* _Exercise brief_: Please print every one of the lines below word for word, changing nothing.
--- Begin ---
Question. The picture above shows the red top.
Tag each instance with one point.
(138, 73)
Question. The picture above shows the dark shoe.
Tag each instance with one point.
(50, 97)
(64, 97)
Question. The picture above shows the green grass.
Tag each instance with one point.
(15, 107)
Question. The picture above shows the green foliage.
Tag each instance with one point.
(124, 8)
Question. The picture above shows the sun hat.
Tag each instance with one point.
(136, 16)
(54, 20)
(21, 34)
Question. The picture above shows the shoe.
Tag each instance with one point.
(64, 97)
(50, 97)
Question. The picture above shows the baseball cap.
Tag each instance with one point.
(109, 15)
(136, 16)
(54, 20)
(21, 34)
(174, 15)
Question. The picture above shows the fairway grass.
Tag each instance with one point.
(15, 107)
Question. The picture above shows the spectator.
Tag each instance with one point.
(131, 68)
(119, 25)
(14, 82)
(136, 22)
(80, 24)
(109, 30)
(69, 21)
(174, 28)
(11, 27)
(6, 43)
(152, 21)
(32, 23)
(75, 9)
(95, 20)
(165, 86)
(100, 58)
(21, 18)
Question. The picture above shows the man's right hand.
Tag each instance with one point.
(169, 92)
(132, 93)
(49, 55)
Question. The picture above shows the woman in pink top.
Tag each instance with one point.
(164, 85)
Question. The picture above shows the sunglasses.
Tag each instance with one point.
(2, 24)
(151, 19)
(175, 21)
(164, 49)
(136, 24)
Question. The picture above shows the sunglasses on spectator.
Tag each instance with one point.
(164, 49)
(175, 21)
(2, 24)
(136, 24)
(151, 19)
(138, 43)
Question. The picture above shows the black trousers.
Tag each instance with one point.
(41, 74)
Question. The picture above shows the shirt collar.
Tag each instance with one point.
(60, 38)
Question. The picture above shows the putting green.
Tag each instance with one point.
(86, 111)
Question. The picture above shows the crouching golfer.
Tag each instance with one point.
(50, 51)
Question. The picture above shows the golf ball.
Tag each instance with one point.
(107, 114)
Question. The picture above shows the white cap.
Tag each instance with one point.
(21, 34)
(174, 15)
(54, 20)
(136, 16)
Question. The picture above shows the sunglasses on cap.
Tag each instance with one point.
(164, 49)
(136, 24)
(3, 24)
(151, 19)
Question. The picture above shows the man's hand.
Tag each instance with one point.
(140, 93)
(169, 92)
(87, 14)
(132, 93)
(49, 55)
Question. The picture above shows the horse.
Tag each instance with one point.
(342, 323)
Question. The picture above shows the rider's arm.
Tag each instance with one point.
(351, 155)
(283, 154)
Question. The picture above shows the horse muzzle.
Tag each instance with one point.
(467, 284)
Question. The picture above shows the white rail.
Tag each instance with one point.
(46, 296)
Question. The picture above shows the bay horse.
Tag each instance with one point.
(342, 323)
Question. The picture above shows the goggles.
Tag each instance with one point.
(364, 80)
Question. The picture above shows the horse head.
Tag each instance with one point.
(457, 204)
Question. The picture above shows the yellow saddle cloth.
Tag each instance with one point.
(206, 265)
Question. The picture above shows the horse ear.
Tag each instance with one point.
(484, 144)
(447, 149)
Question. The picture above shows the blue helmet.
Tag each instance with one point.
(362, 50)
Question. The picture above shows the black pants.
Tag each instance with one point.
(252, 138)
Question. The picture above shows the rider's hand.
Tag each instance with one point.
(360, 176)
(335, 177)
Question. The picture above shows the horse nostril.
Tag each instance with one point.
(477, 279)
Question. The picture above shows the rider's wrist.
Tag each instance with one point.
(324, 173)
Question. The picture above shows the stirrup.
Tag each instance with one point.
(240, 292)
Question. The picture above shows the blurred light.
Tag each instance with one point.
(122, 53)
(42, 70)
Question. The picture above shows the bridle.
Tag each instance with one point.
--- End ---
* _Result of the exercise_:
Question. The picture above shows the red top.
Tag each instance with one point.
(138, 73)
Question. The picture above shows the dark shoe.
Tag each instance with one point.
(50, 97)
(64, 97)
Question. The picture above shows the green grass.
Tag each instance with one point.
(15, 107)
Question. The picture above shows the green foliage.
Tag each instance with one point.
(124, 8)
Question. The picture above shows the sun hat.
Tag each instance with one point.
(136, 16)
(54, 20)
(21, 34)
Question. The picture above shows the shoe.
Tag each instance with one point.
(64, 97)
(50, 97)
Question. The picture above shows the baseball cap.
Tag each instance with one point.
(109, 15)
(136, 16)
(54, 20)
(21, 34)
(174, 15)
Question. The picture above shows the fairway grass.
Tag each instance with one point.
(15, 107)
Question. The picture above shows the spectator.
Tag each instance with one point.
(131, 68)
(119, 25)
(14, 82)
(136, 22)
(80, 24)
(109, 30)
(69, 21)
(174, 28)
(11, 27)
(6, 43)
(152, 21)
(32, 23)
(75, 9)
(95, 20)
(165, 86)
(100, 58)
(21, 18)
Question. The picture above shows the man's right hand.
Tag each instance with one point.
(169, 92)
(132, 93)
(49, 55)
Question. The picture above shows the woman in pink top.
Tag each instance with one point.
(164, 85)
Question. The picture above shows the sunglasses.
Tag each instance with one point.
(2, 24)
(151, 19)
(175, 21)
(164, 49)
(136, 24)
Question. The picture above shows the sunglasses on spectator.
Tag each instance with one point.
(164, 49)
(175, 21)
(2, 24)
(136, 24)
(151, 19)
(138, 43)
Question. The picture above shows the black trousers.
Tag each instance with one point.
(41, 74)
Question. The picture above shows the shirt collar.
Tag each instance with one point.
(60, 38)
Question. The picture above shows the putting green.
Tag each instance with one point.
(86, 111)
Question. The picture above shows the crouching golfer.
Tag each instance with one point.
(50, 51)
Question. The picture above shows the golf ball.
Tag each instance with one point.
(107, 114)
Question. The picture above shows the white cap.
Tag each instance with one point.
(21, 34)
(174, 15)
(54, 20)
(136, 16)
Question. The picture above shows the sunglasses on cap.
Tag each instance with one point.
(164, 49)
(136, 24)
(3, 24)
(151, 19)
Question. The picture above shows the man's hand.
Tag each instance with one point.
(140, 93)
(169, 92)
(87, 14)
(132, 93)
(49, 55)
Question. The picture above shows the horse.
Tag each instance with one point.
(342, 323)
Question. The picture above shows the rider's arm.
Tag each instance with one point.
(351, 155)
(283, 154)
Question. The picture above shows the horse muzzle.
Tag each instance with one point.
(467, 284)
Question. The picture above shows the white rail.
Tag each instance with one point.
(46, 296)
Question. The picture above shows the bay horse.
Tag each instance with one point.
(342, 323)
Question. The picture above shows the goggles.
Tag each instance with one point.
(364, 80)
Question. The picture above shows the horse head.
Tag each instance with one point.
(457, 204)
Question. The picture above shows the yellow saddle cloth.
Tag each instance with one point.
(206, 265)
Question. The picture above shows the horse ear.
Tag each instance with one point.
(484, 144)
(447, 149)
Question. The picture above shows the blue helmet.
Tag each instance with one point.
(362, 50)
Question. The picture above shows the black pants.
Tag each instance with one point.
(252, 138)
Question. The picture above shows the rider's hand.
Tag each instance with one point.
(360, 176)
(335, 177)
Question. The picture above shows the horse nostril.
Tag each instance with one point.
(477, 279)
Question. The picture above shows the rider's wrist.
Tag each instance with one point.
(324, 173)
Question. The picture above shows the stirrup.
Tag each instance with one point.
(240, 292)
Question. The picture above shows the blurred light.
Tag each instance with one point.
(122, 53)
(42, 70)
Question. The picture above shows the bridle.
Tag each instance with one point.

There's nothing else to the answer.